• _Given instruction_: Write out every record below exactly as it appears.

• _Raw data_:

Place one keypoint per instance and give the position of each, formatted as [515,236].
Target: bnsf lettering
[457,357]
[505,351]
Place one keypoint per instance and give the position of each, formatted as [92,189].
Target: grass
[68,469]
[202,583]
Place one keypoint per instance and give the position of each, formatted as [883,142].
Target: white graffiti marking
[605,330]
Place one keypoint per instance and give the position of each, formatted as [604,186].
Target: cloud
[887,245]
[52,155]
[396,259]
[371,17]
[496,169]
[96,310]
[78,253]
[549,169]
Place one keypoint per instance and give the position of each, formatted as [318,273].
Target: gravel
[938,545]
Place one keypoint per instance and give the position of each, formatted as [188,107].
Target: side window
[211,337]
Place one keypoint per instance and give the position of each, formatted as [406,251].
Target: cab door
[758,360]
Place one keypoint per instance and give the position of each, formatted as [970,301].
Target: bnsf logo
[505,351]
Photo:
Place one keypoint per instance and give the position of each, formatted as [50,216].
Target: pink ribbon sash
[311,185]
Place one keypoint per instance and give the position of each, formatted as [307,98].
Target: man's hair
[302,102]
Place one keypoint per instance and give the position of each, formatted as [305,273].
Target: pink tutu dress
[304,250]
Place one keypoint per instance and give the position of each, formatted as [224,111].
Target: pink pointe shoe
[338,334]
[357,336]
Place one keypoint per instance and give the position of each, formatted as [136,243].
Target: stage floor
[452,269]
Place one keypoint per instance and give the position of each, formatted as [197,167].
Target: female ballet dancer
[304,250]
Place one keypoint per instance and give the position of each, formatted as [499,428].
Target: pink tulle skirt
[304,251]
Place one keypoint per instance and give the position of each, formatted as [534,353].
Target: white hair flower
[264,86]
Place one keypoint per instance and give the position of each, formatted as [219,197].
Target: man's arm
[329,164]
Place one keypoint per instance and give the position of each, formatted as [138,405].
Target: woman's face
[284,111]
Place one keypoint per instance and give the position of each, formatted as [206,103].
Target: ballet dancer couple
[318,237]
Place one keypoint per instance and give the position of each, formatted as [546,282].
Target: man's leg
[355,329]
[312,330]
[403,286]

• _Response to this exercise_:
Place one keypoint per instance and give the position of each, formatted as [515,236].
Target: bnsf lettering
[457,357]
[505,351]
Place one keypoint per instance and give the position of each, formatted as [92,189].
Target: grass
[68,469]
[202,583]
Place one keypoint per instance and give the position of each, formatted as [883,142].
Target: white graffiti marking
[605,330]
Place one keypoint per instance and give the position of each, formatted as [604,186].
Target: cloud
[887,245]
[52,155]
[396,259]
[371,17]
[496,169]
[96,310]
[78,253]
[549,169]
Place one keypoint per instance and give the position of each, formatted as [318,273].
Target: gravel
[938,545]
Place one keypoint per instance and give the position of each, formatted as [188,107].
Target: side window
[211,337]
Place one keypoint per instance and give the position of each, formatted as [406,251].
Target: cab door
[758,360]
Place one keypoint per instance and give the position of each, formatted as [970,301].
Target: bnsf logo
[505,351]
Photo:
Place one keypoint per instance and give the position of each, formatted as [50,216].
Target: pink ribbon sash
[311,185]
Place one keypoint per instance and give the position of each, formatted as [307,98].
Target: man's hair
[302,102]
Place one keypoint per instance and give the position of each, formatted as [305,273].
Target: pink tutu dress
[304,250]
Place one keypoint per instance and give the position of each, formatted as [224,111].
Target: pink pointe shoe
[338,334]
[357,336]
Place one keypoint per instance and give the position of each, formatted as [136,243].
Target: stage floor
[452,269]
Place one keypoint per instance and give the position of each, formatted as [197,167].
Target: female ballet dancer
[304,250]
Place one keypoint per instance and give the position of each, formatted as [499,428].
Target: pink tulle skirt
[304,251]
Place one keypoint per instance and give the position of each, formatted as [534,353].
Target: white hair flower
[264,86]
Place one keypoint per instance and give the position of each, formatted as [219,197].
Target: man's arm
[329,164]
Place one keypoint per instance and give the position of each, formatted as [138,405].
Target: woman's face
[284,111]
Place one keypoint per instance and give the position of each, formatted as [206,103].
Target: ballet dancer couple
[318,237]
Place one keypoint per instance and give the position of each, formatted as [546,282].
Target: man's leg
[355,329]
[312,330]
[403,286]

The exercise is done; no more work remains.